Job
Return each line of the data below that contains the word "tower", copying every one of those lines in full.

Provided material
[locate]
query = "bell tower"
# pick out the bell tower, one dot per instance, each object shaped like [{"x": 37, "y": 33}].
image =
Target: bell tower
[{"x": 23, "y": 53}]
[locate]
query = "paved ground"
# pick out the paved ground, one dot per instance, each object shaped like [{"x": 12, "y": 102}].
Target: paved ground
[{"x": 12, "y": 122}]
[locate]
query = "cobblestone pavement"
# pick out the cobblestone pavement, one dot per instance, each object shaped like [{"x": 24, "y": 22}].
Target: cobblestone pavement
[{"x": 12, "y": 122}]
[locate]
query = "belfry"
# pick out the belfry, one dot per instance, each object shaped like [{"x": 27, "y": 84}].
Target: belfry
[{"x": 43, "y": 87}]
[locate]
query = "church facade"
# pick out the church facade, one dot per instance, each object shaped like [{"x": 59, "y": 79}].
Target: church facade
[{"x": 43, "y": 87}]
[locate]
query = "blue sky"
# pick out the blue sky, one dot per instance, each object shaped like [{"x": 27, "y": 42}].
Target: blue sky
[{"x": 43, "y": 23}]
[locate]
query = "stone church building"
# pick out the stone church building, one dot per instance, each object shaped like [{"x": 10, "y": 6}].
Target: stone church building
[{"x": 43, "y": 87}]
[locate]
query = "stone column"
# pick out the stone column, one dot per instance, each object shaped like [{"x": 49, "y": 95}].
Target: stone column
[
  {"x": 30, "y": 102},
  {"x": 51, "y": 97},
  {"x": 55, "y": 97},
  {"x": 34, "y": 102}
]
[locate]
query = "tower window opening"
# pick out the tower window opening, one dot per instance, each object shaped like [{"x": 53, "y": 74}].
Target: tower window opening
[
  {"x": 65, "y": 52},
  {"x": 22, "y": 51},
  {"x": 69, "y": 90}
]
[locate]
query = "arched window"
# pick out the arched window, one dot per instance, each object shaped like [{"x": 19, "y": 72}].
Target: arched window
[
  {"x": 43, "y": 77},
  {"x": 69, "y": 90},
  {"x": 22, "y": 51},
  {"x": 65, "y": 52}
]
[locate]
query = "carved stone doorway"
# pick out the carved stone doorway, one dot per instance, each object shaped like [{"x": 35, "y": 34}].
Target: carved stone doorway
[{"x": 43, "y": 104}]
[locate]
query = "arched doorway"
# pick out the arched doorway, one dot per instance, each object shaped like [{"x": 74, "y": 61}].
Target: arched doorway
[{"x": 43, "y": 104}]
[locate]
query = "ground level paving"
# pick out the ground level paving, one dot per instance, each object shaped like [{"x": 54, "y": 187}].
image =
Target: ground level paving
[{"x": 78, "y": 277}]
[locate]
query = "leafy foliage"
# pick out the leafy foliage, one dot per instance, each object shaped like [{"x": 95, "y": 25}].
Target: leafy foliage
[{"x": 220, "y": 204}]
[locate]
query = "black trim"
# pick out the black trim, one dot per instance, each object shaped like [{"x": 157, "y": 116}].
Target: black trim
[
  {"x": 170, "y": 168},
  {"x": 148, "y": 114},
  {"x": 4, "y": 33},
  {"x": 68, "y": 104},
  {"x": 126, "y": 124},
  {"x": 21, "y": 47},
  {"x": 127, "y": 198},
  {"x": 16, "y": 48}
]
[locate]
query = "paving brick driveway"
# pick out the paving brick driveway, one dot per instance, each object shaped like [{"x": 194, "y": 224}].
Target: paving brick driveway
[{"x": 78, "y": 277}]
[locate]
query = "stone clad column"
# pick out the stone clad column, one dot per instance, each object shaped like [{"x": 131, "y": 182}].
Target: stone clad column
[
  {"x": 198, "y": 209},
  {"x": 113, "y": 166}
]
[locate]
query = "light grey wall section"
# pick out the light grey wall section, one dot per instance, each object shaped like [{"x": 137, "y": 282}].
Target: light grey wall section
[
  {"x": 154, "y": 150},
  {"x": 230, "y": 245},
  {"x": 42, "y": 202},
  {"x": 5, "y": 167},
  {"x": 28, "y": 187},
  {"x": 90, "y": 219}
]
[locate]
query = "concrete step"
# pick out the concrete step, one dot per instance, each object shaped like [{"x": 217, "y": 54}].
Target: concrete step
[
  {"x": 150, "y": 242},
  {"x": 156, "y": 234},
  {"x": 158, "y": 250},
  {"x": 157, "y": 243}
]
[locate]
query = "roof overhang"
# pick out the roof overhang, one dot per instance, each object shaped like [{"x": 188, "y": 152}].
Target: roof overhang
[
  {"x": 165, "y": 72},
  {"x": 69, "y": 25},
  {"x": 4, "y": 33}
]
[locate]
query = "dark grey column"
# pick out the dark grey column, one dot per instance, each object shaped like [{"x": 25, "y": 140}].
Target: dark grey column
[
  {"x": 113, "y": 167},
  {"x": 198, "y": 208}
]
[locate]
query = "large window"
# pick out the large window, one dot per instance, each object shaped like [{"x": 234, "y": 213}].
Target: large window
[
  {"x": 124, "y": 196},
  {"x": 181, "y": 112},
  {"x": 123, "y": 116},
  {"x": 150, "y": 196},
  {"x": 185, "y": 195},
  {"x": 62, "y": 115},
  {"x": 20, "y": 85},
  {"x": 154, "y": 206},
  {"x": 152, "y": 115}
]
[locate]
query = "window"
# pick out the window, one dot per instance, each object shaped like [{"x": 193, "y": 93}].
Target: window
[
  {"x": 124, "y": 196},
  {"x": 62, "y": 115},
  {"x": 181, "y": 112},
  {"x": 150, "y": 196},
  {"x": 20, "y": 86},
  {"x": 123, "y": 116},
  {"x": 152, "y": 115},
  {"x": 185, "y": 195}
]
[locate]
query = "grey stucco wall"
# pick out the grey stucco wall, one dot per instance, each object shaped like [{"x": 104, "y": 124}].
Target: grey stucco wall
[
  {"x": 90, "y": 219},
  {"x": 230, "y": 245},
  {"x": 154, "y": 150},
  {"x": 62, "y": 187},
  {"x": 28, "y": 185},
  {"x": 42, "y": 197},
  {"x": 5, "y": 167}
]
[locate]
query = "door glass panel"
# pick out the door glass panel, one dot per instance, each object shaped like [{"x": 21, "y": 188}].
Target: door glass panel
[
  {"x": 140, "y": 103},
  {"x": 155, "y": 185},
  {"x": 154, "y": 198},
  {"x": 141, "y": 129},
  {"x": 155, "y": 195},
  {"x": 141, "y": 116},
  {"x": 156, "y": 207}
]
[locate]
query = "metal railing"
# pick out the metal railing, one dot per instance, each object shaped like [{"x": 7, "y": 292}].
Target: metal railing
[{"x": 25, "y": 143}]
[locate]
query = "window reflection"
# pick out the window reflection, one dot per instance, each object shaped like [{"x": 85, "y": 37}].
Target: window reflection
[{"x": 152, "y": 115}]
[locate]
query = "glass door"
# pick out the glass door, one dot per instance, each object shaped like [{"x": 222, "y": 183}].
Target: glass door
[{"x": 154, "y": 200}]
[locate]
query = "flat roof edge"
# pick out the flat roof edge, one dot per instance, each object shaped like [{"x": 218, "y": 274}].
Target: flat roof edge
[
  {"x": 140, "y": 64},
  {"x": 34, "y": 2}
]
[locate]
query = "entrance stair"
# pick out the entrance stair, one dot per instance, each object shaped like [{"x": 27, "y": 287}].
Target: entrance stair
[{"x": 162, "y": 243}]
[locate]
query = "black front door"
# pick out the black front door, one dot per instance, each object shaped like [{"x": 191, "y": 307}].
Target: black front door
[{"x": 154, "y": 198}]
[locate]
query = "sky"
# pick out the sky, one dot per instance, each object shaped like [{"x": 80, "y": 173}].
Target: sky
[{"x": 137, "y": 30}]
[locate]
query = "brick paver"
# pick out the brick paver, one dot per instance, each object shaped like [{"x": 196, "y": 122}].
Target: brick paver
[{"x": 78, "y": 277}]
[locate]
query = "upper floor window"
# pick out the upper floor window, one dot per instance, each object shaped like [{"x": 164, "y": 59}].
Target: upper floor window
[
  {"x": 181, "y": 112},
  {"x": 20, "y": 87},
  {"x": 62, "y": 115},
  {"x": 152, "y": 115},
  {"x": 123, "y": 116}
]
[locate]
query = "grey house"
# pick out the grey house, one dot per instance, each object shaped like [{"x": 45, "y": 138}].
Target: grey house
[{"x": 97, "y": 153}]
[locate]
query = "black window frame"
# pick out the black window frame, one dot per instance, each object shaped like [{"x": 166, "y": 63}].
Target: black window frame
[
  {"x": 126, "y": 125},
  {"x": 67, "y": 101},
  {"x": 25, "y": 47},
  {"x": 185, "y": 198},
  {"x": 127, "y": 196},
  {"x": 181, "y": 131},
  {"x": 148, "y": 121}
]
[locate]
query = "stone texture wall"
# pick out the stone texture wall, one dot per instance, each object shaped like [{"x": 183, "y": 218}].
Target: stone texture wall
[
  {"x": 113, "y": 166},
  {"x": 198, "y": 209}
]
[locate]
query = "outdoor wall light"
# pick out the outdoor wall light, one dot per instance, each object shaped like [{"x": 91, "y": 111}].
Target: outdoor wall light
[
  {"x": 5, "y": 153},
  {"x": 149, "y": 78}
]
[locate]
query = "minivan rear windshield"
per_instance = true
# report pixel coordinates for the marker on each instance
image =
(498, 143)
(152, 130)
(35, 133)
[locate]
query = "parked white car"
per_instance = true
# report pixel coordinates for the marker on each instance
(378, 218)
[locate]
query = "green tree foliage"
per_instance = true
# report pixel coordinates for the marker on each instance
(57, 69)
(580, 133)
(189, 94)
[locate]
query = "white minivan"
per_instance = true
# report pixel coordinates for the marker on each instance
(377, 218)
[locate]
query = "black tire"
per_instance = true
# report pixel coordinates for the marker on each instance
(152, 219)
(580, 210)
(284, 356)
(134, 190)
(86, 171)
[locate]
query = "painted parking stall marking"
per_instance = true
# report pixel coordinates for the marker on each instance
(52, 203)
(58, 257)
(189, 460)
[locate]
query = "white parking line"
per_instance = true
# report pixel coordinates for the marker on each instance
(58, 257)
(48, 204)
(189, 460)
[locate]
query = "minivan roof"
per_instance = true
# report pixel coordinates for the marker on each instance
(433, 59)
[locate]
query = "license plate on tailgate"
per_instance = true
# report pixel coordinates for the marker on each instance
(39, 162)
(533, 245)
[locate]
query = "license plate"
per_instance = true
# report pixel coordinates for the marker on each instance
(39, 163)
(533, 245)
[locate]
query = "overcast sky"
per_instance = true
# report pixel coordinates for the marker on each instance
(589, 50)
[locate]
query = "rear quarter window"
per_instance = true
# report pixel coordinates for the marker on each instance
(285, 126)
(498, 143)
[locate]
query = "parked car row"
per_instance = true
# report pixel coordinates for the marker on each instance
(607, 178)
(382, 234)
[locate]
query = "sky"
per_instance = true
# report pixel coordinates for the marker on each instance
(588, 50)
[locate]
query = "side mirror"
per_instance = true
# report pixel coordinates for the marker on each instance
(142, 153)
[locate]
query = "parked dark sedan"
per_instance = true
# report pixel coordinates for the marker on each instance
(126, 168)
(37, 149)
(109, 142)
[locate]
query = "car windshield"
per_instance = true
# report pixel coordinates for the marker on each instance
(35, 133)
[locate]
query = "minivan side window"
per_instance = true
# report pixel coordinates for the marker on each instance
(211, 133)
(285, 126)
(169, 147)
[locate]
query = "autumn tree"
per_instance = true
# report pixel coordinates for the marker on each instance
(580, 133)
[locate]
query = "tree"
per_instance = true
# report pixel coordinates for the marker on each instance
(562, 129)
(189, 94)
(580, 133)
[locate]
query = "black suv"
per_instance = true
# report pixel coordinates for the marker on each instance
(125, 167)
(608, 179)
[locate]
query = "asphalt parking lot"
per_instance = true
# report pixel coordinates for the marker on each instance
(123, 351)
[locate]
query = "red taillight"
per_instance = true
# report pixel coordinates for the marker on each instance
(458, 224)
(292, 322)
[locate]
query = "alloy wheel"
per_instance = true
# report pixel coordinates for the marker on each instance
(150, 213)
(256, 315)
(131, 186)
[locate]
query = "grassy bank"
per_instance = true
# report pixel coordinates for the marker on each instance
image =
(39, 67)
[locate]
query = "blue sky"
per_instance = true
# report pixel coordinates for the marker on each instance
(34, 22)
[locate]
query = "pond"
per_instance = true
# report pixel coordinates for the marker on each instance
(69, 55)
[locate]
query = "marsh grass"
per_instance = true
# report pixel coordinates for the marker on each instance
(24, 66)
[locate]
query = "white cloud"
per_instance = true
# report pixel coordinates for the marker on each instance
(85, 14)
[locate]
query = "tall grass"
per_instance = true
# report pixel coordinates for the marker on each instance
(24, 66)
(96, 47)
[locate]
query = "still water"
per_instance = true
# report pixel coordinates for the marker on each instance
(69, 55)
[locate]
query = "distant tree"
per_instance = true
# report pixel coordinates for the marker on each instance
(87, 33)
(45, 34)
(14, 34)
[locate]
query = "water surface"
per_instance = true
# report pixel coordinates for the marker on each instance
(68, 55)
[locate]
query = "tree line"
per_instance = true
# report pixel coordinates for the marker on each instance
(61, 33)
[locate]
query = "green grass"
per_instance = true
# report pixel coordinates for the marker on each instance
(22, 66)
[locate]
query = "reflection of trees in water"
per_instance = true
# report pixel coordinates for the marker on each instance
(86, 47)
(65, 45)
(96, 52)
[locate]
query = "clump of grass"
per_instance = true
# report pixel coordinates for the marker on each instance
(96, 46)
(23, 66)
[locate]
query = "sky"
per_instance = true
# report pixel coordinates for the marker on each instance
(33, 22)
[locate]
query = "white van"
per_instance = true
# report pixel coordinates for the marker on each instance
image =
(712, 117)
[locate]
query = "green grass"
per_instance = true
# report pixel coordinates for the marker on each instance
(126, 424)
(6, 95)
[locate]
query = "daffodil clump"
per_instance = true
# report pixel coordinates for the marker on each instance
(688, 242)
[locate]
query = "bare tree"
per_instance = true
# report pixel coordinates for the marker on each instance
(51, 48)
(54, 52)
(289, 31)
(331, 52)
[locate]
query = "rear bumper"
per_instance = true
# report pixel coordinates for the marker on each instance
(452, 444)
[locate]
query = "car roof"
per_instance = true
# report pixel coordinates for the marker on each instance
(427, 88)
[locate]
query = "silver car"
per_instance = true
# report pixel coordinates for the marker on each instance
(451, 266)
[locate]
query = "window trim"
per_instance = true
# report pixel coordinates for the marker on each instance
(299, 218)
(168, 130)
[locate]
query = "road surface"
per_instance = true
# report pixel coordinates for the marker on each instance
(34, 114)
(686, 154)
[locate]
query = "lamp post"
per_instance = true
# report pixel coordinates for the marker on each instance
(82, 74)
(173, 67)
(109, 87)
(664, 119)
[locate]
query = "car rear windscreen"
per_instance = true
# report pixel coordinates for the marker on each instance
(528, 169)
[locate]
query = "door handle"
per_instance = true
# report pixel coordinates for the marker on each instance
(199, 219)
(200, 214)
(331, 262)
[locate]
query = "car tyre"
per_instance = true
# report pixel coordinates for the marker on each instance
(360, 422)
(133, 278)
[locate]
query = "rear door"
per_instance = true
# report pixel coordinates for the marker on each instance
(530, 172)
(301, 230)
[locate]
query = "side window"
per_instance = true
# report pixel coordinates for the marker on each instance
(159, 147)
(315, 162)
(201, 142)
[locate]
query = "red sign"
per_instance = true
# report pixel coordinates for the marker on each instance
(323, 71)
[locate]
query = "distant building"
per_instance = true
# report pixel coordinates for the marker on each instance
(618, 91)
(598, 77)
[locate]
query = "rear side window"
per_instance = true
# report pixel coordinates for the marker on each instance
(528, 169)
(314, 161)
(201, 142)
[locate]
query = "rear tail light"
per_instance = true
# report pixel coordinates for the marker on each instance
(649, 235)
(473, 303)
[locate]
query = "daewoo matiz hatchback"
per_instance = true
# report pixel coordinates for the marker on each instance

The response
query = "bell tower"
# pick out the bell tower, one dot per instance, each object shaped like [{"x": 37, "y": 33}].
Target: bell tower
query = "tower window opening"
# pick out the tower window opening, one dot per instance, each object shaped like [{"x": 53, "y": 74}].
Target: tower window opening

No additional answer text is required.